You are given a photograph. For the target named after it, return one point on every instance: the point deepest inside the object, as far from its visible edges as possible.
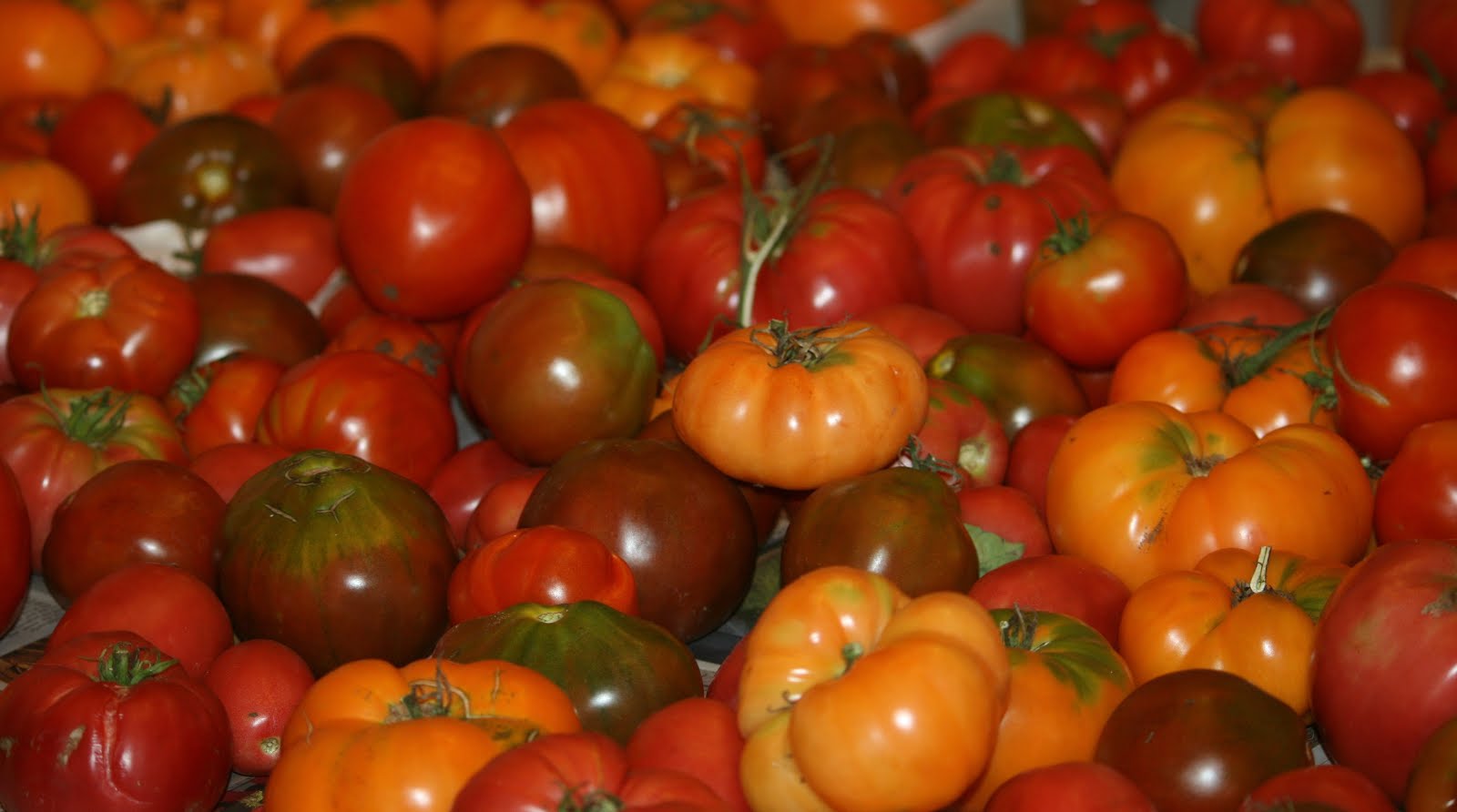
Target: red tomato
(165, 604)
(543, 565)
(1377, 703)
(412, 228)
(260, 685)
(123, 322)
(149, 736)
(363, 403)
(980, 217)
(57, 438)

··········

● **Task requirements**: Leaving out any images, restate every record word for word.

● **Reply to the task**:
You are given a photograph. For the target named after it, return one point on every instance: the point deepest inside the object, as far from its visible edges as possible.
Target: red tomato
(165, 604)
(543, 565)
(1377, 703)
(412, 228)
(260, 685)
(123, 322)
(149, 736)
(363, 403)
(980, 217)
(57, 438)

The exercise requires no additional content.